A block of data:

....................

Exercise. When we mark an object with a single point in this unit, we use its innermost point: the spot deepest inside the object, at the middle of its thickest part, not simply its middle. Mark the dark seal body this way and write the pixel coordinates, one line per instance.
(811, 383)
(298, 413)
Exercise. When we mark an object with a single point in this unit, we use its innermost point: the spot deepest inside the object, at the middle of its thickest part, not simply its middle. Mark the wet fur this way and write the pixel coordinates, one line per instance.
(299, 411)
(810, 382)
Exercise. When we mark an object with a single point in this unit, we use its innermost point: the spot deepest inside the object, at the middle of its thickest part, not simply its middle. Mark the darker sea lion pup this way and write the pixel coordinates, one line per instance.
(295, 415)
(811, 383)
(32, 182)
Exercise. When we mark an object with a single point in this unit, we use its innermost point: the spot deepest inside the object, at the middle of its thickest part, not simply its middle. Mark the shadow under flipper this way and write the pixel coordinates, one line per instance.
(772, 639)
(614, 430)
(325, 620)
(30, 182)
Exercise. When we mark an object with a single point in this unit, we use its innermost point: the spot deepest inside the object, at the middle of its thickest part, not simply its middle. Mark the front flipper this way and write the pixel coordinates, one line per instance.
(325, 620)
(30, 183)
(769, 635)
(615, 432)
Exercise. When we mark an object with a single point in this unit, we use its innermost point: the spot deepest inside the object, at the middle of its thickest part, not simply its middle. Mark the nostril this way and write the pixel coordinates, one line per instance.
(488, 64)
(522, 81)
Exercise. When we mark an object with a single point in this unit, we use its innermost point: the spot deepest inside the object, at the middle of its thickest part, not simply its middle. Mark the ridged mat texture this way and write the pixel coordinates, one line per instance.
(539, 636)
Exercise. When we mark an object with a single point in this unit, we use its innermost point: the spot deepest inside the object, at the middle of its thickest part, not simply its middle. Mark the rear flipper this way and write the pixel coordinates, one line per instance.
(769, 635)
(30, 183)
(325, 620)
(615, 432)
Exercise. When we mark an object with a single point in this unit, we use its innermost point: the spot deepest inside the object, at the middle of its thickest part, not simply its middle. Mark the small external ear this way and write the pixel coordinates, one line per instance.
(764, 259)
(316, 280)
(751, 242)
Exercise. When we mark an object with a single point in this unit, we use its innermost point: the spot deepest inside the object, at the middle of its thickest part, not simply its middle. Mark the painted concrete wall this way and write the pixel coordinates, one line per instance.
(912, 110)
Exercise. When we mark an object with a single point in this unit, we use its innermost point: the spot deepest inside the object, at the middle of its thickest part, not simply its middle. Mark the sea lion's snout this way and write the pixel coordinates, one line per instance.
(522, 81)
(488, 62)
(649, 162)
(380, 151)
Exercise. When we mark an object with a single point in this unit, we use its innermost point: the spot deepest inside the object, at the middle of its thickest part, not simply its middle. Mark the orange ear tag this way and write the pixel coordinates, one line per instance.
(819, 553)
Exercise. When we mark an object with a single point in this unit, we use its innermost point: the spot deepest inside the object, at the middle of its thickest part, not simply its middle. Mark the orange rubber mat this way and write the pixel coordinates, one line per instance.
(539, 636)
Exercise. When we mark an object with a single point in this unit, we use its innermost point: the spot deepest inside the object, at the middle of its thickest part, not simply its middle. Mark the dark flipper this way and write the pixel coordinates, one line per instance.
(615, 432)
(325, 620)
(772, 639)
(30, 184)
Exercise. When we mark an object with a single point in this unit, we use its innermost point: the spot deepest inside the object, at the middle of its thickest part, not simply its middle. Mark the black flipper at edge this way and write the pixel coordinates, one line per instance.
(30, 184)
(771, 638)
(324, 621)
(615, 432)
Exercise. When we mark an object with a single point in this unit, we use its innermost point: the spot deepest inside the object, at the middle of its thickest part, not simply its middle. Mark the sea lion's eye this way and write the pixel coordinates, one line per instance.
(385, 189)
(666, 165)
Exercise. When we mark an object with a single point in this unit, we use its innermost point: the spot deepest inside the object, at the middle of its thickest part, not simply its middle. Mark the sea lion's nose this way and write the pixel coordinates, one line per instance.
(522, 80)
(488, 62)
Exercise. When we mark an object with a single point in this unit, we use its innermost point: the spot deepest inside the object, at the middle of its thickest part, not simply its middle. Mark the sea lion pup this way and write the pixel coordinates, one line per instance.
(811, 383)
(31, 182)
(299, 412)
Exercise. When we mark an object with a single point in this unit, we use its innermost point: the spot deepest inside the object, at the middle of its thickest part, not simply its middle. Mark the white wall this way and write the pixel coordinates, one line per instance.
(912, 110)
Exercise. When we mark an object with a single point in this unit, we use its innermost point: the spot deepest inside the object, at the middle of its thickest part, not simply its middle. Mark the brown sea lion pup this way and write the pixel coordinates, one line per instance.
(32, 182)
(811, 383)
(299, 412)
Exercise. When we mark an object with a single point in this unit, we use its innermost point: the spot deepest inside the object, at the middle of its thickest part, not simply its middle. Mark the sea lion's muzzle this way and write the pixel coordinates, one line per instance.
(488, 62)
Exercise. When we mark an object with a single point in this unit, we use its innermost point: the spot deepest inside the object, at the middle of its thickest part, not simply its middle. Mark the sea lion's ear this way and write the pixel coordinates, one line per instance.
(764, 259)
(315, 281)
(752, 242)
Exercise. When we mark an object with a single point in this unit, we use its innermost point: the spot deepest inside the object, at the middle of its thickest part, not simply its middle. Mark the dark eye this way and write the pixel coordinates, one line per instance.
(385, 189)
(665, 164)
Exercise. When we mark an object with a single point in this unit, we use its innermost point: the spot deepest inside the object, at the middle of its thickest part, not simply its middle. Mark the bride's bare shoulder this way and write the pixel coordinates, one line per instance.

....................

* **Task instructions**
Edit the data above by swapping every "innermost point" for "core point", leaving the rest unchanged.

* **Full output**
Exercise. When we mark an object with a single point in this unit, we use its core point: the spot deepest inside the object, at the middle of its thickest part, not simply its middle. Mark the dark seal body this way and write the pixel coordinates, one line per instance.
(811, 383)
(298, 413)
Exercise. When we mark an object with a single point in this unit, we use its core point: the spot deepest inside the object, at the middle of its thickest part, not simply its middle. Mark the wet fur this way and write the pixel coordinates, one line per instance.
(299, 411)
(810, 382)
Exercise. When we mark an object with a single point in this unit, we use its core point: the spot deepest inside the object, at the middle of its thickest part, not simply its middle. Mark the darker sea lion pup this way and write the pixel coordinates, one line per instance.
(295, 415)
(811, 383)
(32, 182)
Exercise. When we mark an object with a single point in this unit, we use its core point: the spot deepest inside the object, at the middle of its thickest part, not simply its middle. Mark the shadow under flipper this way and write the pixel coordinates, one line per instance.
(772, 639)
(614, 430)
(325, 620)
(30, 182)
Exercise. When we mark an object with a single point in this unit, we use its core point: the spot deepest inside the object, at the middle of its thickest part, not simply its middle. Mark the front flipper this way and write the pixel coordinates, one line per instance.
(325, 620)
(30, 183)
(769, 635)
(615, 432)
Exercise. When we mark an object with a single point in this unit, we use its core point: the spot deepest inside the object, at the middle of its thickest part, not simply its middle. Mark the nostril this way and write the pixel coordinates, one line per instance.
(488, 64)
(522, 81)
Exercise. When we mark an object with a single point in this unit, we use its core point: the spot deepest inside the object, at the middle of its thickest part, not simply its middle. Mark the ridged mat texture this way and write the pixel coordinates, one line per instance.
(539, 636)
Exercise. When we mark an object with a single point in this unit, we use its core point: the spot deepest inside the object, at the middle of its thickest part, not simply its middle. Mark the rear flipper this way and write the pixel coordinates, one line per instance.
(769, 635)
(30, 183)
(325, 620)
(615, 432)
Exercise. When we mark an object with a single point in this unit, we use its core point: the spot deepest inside the object, at the middle of its thickest part, not simply its middle. Mark the small external ear this way and write the pixel coordinates, one line per instance.
(764, 259)
(316, 280)
(751, 242)
Exercise. When we mark an object with a single point in this unit, we use its core point: the spot deepest inside the object, at the middle of its thickest part, not simply its middle. Mark the painted concrete wall this way and write the pixel coordinates, one line per instance.
(912, 110)
Exercise. When we mark an object with a single point in this unit, we use its core point: the spot deepest inside the object, at the middle of its thickest part, not simply its middle. Mark the sea lion's snout this way and write the pixel coordinates, one line per instance.
(522, 81)
(488, 62)
(649, 162)
(380, 151)
Exercise. When we mark an object with a single point in this unit, we use its core point: the spot deepest inside the object, at the middle of its thickest part, not simply its middle. Mark the orange ear tag this way and write the pixel coordinates, one line per instance.
(819, 553)
Exercise. When we mark an object with a single point in this unit, we use its core point: the spot deepest inside the object, at the middle of its thickest part, not simply its middle. Mark the orange rubber mat this way and write the pixel coordinates, one line per instance.
(539, 636)
Exercise. When we mark an object with a single point in this unit, we use its core point: the spot deepest inside the object, at the middle of its thickest part, not simply its middle. Mark the dark flipper this way and write the pixel coordinates, one line per instance.
(615, 432)
(325, 620)
(772, 639)
(30, 184)
Exercise. When we mark an object with a single point in this unit, we use its core point: the spot deepest inside the object, at the middle of its thickest part, not simply its middle. Mark the black flipper at edge this way and write the pixel coordinates, one line per instance.
(30, 184)
(771, 638)
(324, 621)
(615, 432)
Exercise. When we mark an object with a single point in this unit, we use its core point: the spot deepest inside the object, at the middle of its thickest part, not simply its middle. Mark the sea lion's eye this way and write the pixel coordinates, one line per instance.
(385, 189)
(666, 165)
Exercise. When we mark an object with a single point in this unit, we use its core point: the spot deepest inside the object, at the middle of its thickest part, not simply its middle. Mark the sea lion's nose this way and write the pixel coordinates, one line per instance.
(522, 80)
(488, 62)
Exercise. When we mark an object with a single point in this unit, we use its core point: the spot deepest inside the object, at the middle of its thickest part, not simply its middle. Mark the sea lion pup this way and write the pixel coordinates, one line per instance.
(811, 383)
(31, 182)
(299, 412)
Exercise. When we mark an object with a single point in this unit, we use its core point: the spot deepest inside the object, at the middle of its thickest part, not simply its middle. Mark the white wall this way and write the pixel coordinates, one line per instance.
(912, 110)
Exercise. When we mark an object with a single point in this unit, we use its core point: the spot deepest inside the object, at the middle of its thickest part, not simply its middle. Mark the brown sea lion pup this way and write the pixel coordinates, one line per instance.
(32, 182)
(811, 383)
(299, 412)
Exercise. When we mark an object with a single point in this unit, we use its core point: the spot deepest inside the object, at the middle of its thickest part, not simply its middle. Mark the sea lion's muzzle this way and write the pixel coordinates, one line per instance.
(488, 62)
Exercise. When we mark an object with a single point in this unit, we use its core point: the spot deepest inside the object, at the middle of its thickest part, not simply its middle. Mark the sea lion's ear this way and write the pixel coordinates, one line per instance.
(764, 259)
(315, 281)
(752, 242)
Exercise. When we mark an object with a single point in this unit, we use its core point: the spot deepest inside the object, at the middle of its thickest part, not simply its middle. Mark the dark eye this way and write the pixel coordinates, one line per instance.
(385, 189)
(665, 164)
Exercise. When we mark an object with a single point in this unit, we use its core point: the spot deepest inside the object, at the middle of its thickest part, not simply its middle. Mark the bride's bare shoulder this way and write the pixel coordinates, one line per instance.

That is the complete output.